Ausgewählter Auszug ::
········

Gibt's dazu ne fachliche Meinung oder "gute" Erfahrungen?
"Mein kleiner Opi" hat heftige optische Erscheinungen,
die ihn zum Teil sehr aufregen.
Dann gibt's Tage, wo er vollkommen orientiert ist.
Es sind Dinge in seinem Zimmer oder draußen vorm Fenster.
Die Familie spielt nicht mit,
widerspricht seinen Erscheinungen, was ihn zur Weißglut bringt.
Ich bewege mich irgendwo dazwischen, stoße aber auch an meine Grenzen,
wenn ich "was" wegräumen soll ... und es einfach nicht ... finde.
 
In der Neuro hatten wir öfters Patienten, die aus verschiedensten Gründen halluziniert haben. Ganz präsent ist mir noch eine Patientin aus einer Praxisanleitung, multimorbide, Parkinson- & Alzheimerdemenz, ich versuche mal aus dem Gedächtnis unser Gespräch wiederzugeben.
(bei der Grundpflege)
Patientin (P): Ich muss heute noch backen.
Ich als Schülerin (S): Was wollen Sie denn backen?
Praxisanleiterin (PA) nickt mir zu.
P: Einen Kuchen, ich hab schon alles eingekauft. Da im Schrank, da ist Zucker und Mehl. (deutet auf ihren Schrank)
S: Und Sie möchten ganz allein backen? Oder wollen wir gemeinsam backen?
P: Das ist mir egal.
S (ich schaue in den Schrank): Ja, ich sehe hier Zucker und Mehl, und Eier haben Sie auch gekauft.
P: Jaja, hab ich alles gekauft.
S: Ich mach den Schrank mal lieber wieder zu, damit keine Mehlkäfer reinkommen.
P: Jaaa, jaa, Mehlkäfer, die hatten wir in den Kriegsjahren auch immer, wir hatten ja nicht mal Mehl, aber Mehlkäfer... (beginnt einen langen Monolog über ihre Kindheit in den Kriegsjahren)

········

Angaben ::
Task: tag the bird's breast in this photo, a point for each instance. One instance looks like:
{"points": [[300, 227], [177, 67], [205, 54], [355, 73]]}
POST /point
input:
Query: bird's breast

········

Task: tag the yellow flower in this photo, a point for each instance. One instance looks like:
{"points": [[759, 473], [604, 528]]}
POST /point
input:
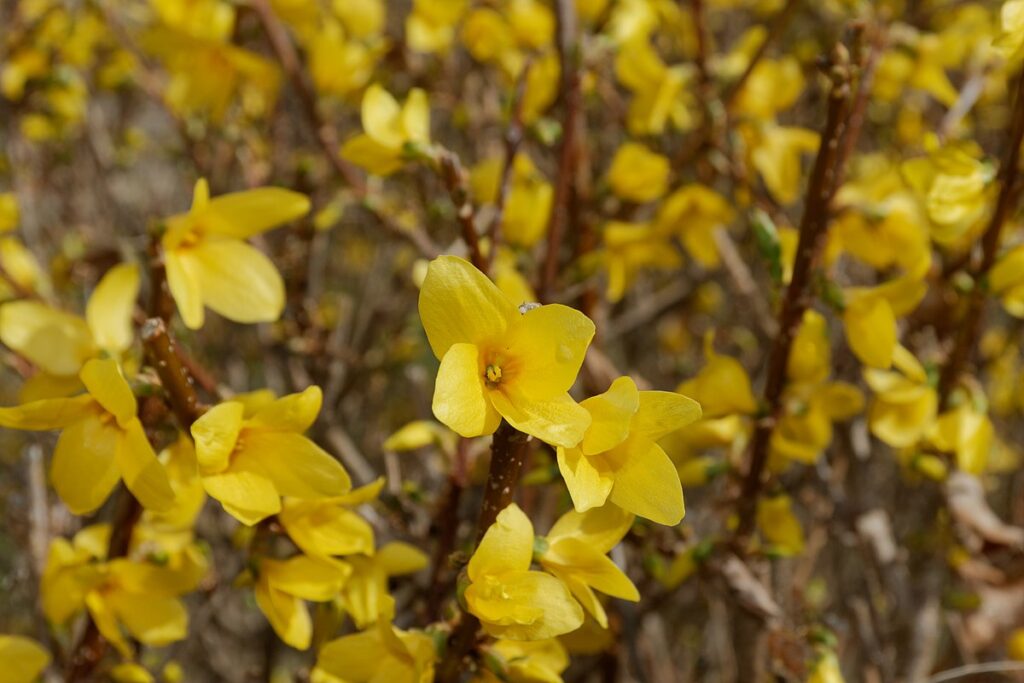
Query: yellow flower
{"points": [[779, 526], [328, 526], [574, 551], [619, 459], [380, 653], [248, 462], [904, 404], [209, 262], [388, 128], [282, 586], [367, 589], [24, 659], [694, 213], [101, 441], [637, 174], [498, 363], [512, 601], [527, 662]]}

········

Bitte bearbeiten ::
#1 Was will die Patientin laut dem Textauszug heute noch backen?
#2 Ändere im Textauszug den Abschnitt zwischen „Die Familie spielt“ und „unser Gespräch wiederzugeben.“ einschließlich, indem du „Familie“ durch „Verwandtschaft“ ersetzt.
Die Datensätze braucht man hier nicht.

Lösungen im Überblick ::
#1 Einen Kuchen.

#2
Die Verwandtschaft spielt nicht mit,
widerspricht seinen Erscheinungen, was ihn zur Weißglut bringt.
Ich bewege mich irgendwo dazwischen, stoße aber auch an meine Grenzen,
wenn ich "was" wegräumen soll ... und es einfach nicht ... finde.
 
In der Neuro hatten wir öfters Patienten, die aus verschiedensten Gründen halluziniert haben. Ganz präsent ist mir noch eine Patientin aus einer Praxisanleitung, multimorbide, Parkinson- & Alzheimerdemenz, ich versuche mal aus dem Gedächtnis unser Gespräch wiederzugeben.